## EXTRACT
I hacked a little C++ utility (hereby under GPL, source files attached) that converts HTML to wiki markup. A few points: * It should compile on any Windows/*nix system (you might have to turn off warnings, though) * Pipe the HMTL in, and get wiki markup out * Shouldn't touch existing wiki markup * Keeps HTML if there's no wiki markup defined for it * Other wiki markup (for other wikis) can be added with only a few lines of source * Internally uses a new string class with 32-bit-chars (potential for unicode there, also it should work with unicode "as is")
Downsides: * Doesn't check HTML/wiki markup validity (broken HTML will become broken wiki markup, which might be less bad though) * Ignores <nowiki> (though I don't think that matters)
Idea: Have a checkbox on the edit page (or maybe on preferences instead) that says: "Convert HTML to wiki markup on preview"
Conversion *should* only take place prior to preview, so a human can make certain nothing's broken.
Magnus
I want to try to connect this somehow to a CGI to make a webpage where people can paste in HTML and get wikitext out by clicking a button. This would make it easy to convert HTML tables I run across to wikitables quickly, by just a couple copy and pastes. However, I seem to be completely inept at compiling this. I tried "cc main.cpp" but I get complaints about errors from ld about Undefined symbols: std:: ....
I apologize for seeming clueless but my only C++ experience is with Visual C++. Is my build environment messed up or do I need to be compiling differently? Perhaps a makefile would be helpful here. I'm running Mac OS X 10.3 with the developer tools installed.

## SOURCE MATERIAL
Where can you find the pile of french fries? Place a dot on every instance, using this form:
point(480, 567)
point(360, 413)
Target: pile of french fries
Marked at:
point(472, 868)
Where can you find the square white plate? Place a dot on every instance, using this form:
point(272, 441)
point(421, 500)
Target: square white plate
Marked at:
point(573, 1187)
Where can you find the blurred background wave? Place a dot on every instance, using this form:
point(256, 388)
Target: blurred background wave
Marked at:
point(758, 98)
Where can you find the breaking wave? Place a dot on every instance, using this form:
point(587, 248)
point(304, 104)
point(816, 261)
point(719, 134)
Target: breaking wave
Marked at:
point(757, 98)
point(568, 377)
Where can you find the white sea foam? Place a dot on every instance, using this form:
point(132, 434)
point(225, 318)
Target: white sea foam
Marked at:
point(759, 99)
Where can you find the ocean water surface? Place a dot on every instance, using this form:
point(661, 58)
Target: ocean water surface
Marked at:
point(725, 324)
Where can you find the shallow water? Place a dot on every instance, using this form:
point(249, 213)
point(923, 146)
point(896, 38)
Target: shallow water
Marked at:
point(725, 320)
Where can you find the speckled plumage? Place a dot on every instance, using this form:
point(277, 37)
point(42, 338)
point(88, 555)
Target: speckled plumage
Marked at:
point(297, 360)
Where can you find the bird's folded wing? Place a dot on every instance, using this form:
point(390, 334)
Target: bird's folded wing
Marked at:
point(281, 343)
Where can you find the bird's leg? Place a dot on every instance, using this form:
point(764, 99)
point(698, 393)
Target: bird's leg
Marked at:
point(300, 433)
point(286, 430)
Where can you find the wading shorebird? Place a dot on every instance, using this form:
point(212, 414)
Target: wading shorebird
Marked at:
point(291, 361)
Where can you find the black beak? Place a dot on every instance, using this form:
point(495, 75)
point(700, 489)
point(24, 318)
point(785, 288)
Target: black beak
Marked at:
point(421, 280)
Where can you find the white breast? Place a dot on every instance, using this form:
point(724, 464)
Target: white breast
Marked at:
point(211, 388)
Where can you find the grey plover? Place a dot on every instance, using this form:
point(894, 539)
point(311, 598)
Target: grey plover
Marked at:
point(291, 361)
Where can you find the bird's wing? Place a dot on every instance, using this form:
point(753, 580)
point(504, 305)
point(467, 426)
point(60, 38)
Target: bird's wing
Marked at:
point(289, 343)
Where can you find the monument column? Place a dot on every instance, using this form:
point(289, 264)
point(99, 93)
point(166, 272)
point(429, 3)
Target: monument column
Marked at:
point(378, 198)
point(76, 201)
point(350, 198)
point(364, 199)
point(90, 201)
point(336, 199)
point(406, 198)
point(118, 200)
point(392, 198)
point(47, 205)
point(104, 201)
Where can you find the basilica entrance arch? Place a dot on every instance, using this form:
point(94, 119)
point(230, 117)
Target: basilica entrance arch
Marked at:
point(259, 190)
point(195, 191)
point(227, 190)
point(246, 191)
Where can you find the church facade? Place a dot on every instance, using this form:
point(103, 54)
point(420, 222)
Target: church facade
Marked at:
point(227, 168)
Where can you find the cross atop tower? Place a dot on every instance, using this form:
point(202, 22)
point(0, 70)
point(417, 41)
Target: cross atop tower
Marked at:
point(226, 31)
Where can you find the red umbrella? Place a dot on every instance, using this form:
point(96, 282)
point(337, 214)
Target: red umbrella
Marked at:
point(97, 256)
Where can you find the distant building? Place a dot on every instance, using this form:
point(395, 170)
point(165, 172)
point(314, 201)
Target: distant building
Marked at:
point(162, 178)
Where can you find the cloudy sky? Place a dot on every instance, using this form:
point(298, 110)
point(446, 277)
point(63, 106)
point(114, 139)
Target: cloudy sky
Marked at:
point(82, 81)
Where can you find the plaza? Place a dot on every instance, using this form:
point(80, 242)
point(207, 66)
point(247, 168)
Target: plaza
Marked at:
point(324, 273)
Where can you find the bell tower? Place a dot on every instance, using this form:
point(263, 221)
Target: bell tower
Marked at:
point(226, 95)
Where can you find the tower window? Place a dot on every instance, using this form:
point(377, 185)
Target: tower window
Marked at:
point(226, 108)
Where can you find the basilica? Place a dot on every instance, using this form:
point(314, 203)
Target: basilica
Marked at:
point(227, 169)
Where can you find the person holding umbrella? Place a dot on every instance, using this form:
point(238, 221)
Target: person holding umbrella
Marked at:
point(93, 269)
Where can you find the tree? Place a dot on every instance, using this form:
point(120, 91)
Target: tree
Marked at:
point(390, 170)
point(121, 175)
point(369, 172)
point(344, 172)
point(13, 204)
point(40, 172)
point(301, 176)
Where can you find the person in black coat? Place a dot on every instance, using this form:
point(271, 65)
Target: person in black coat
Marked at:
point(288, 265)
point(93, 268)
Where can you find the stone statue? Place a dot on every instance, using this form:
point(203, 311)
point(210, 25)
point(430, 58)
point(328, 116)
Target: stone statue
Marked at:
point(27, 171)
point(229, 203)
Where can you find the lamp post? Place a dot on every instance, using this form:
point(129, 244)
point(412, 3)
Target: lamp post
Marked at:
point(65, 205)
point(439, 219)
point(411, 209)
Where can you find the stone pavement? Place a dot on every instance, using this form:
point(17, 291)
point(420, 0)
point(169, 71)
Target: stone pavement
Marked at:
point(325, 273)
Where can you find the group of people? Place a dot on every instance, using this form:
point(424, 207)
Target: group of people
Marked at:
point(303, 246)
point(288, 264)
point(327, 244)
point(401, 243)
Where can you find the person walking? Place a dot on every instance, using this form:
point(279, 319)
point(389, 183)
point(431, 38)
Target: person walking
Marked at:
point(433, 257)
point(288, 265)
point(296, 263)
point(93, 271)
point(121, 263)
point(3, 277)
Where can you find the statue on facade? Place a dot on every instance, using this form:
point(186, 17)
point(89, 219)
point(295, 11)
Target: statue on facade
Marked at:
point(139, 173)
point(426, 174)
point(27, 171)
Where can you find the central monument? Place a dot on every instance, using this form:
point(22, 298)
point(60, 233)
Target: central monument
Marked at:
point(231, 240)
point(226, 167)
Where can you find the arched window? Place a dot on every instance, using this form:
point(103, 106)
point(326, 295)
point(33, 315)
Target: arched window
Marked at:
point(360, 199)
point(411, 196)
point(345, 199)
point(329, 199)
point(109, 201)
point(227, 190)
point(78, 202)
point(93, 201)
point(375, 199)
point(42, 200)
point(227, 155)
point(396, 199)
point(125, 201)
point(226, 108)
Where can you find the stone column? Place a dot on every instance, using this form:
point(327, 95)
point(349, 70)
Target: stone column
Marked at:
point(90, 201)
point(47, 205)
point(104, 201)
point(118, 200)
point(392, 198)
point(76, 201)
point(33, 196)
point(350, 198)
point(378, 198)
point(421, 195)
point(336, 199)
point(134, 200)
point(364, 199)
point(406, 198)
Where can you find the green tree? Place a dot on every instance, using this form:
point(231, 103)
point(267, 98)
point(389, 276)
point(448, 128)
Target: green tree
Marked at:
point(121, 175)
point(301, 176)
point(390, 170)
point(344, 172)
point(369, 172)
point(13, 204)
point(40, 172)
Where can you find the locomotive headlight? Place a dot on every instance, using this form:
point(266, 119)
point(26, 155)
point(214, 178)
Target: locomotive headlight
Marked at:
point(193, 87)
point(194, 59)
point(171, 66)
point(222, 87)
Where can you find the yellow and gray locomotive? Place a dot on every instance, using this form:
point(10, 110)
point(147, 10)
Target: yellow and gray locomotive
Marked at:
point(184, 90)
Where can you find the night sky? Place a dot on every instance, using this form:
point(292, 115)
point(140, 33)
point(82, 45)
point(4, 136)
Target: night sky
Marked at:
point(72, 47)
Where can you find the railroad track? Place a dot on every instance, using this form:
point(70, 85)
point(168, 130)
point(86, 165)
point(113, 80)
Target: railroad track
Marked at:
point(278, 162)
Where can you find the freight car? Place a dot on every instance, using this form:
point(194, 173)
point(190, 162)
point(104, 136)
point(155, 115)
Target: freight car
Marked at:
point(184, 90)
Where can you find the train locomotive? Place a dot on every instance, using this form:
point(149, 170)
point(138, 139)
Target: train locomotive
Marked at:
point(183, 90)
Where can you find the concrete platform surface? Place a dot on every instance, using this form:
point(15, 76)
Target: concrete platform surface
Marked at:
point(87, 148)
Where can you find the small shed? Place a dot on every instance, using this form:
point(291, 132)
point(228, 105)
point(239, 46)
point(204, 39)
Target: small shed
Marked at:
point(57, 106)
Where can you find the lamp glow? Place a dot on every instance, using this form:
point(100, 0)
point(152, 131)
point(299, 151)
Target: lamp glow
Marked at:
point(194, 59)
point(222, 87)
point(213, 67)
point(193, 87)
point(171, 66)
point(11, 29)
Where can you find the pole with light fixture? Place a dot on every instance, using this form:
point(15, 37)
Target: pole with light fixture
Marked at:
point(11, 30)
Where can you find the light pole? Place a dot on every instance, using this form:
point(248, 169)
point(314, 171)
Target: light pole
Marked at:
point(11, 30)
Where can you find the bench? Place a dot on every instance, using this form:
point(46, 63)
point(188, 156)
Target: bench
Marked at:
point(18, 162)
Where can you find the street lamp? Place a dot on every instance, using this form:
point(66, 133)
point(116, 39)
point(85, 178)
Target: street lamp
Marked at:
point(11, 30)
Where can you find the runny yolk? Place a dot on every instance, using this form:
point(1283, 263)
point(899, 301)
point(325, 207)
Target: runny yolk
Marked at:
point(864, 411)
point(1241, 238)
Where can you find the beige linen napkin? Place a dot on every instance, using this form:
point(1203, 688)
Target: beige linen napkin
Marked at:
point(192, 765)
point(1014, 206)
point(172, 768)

## YOUR TASKS
1. How would you put this sentence from the forum thread into Spanish: "I'm running Mac OS X 10.3 with the developer tools installed."?
2. Which lines in the rows contain the word "folded", ignoring case? Copy each of them.

## PER-TASK OUTPUTS
1. Uso Mac OS X 10.3 con las herramientas de desarrollo instaladas.

2.
Where can you find the bird's folded wing? Place a dot on every instance, using this form:
Target: bird's folded wing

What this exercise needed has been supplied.